* Begin *

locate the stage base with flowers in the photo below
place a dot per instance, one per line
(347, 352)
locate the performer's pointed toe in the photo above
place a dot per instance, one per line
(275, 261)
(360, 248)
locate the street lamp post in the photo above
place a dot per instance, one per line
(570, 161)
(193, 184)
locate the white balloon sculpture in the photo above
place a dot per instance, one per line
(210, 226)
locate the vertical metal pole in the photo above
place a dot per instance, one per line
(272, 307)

* End *
* Begin *

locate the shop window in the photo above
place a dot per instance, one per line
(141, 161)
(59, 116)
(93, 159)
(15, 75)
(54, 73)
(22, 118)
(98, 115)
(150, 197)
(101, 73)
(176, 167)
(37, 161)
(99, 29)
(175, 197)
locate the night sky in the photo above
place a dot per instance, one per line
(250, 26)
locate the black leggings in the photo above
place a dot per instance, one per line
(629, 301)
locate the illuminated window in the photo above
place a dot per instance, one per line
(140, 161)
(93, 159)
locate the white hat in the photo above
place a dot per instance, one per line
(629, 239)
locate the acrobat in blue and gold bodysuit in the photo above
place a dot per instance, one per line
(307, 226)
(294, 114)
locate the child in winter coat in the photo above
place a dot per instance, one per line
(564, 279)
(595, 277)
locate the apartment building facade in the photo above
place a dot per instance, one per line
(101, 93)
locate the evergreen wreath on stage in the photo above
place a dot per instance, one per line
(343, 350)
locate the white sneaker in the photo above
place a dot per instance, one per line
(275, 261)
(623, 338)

* End *
* Begin *

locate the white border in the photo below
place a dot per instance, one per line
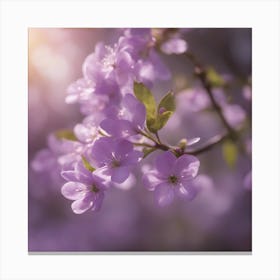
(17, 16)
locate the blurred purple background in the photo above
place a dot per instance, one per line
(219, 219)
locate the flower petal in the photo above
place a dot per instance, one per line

* End *

§ DESCRIPTION OF THE TASK
Collect every line in the listing above that contains the string "stage". Treat uppercase and lowercase letters as different.

§ COMPLETED EXERCISE
locate the stage base with flowers in the photo below
locate the evergreen wreath on stage in the photo above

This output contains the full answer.